### TASKS AND EXERCISES:
**1.** In the West Nile account, list each thing the father went through after his transfer to the larger city hospital, in the order the text gives them.
**2.** From the West Nile account, copy out everything from "In August of" down to "the pelvic region.", word for word.

### PASSAGE SHOWN:
=-=-=

In August of 1999, my father, then just 67, fell ill at 0240 while my family was staying with he and my mother on a vacation. I took him to the local hospital; his pain was debilitating, localized just above the pelvic region.
After initial medical triage, he was transferred to the larger city hospital, where his condition worsened. He fought fever of unknown origin, underwent exploratory surgery, became confused and comatose, and after a total of 30 days from start to finish, he passed away.
As the hospital bore some degree of suspected negligence (they incorrectly inserted his feeding tube into one side of the lung, after which he unsurprisingly developed pneumonia), we retained a medical investigate attorney. After the hospital records were received and studied, our attorney informed us that, on examination, my father’s death was caused by viral encephalitis, most likely acquired via a mosquito carrying West Nile virus.
The bottom line: This was Iowa in 1999; West Nile is here to stay. – T.K.
Hugh Replies: This is certainly a wake-up call on multiple levels. Do we have what is necessary to protect against a vector transmitted virus, like West Nile? Do we have the skill and preps to treat a person infected, or at least access to someone who does? These are things that can be critical in areas that are known to have this virus (which seems to be an ever-expanding area). At the most basic level, prevention is prudent. While I keep DEET-based products around, I dislike using them on bare skin. We are learning, however, that there are effective alternatives with far fewer risk factors that seem to be just as effective, though not as long lasting. These could be critical skills and knowledge to have in the future.

=-=-=

### MATERIAL PROVIDED:
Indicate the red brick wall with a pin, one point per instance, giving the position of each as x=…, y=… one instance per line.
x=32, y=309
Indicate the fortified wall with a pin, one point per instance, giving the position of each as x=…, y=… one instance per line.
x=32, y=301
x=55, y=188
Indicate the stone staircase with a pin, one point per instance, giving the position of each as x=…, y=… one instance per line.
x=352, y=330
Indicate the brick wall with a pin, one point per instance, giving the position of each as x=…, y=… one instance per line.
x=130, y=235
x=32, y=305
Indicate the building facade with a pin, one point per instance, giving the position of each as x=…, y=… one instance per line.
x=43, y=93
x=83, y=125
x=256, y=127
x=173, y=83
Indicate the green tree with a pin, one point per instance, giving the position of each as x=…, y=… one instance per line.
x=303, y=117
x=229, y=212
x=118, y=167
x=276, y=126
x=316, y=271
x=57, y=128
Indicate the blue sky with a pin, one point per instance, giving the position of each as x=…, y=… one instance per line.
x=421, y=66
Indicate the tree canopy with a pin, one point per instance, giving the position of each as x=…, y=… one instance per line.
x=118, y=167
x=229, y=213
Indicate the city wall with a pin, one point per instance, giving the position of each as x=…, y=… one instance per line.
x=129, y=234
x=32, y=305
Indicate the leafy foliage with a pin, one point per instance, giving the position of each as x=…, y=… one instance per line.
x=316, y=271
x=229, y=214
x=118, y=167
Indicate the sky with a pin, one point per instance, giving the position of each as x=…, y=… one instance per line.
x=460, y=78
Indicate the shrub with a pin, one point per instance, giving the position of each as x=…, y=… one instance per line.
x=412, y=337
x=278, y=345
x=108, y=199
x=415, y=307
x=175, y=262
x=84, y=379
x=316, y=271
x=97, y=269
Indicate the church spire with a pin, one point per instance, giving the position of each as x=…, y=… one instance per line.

=-=-=

### ANSWERS TO EACH TASK:
**1.**
- Fought a fever of unknown origin
- Underwent exploratory surgery
- Became confused and comatose
- Passed away

**2.**
In August of 1999, my father, then just 67, fell ill at 0240 while my family was staying with he and my mother on a vacation. I took him to the local hospital; his pain was debilitating, localized just above the pelvic region.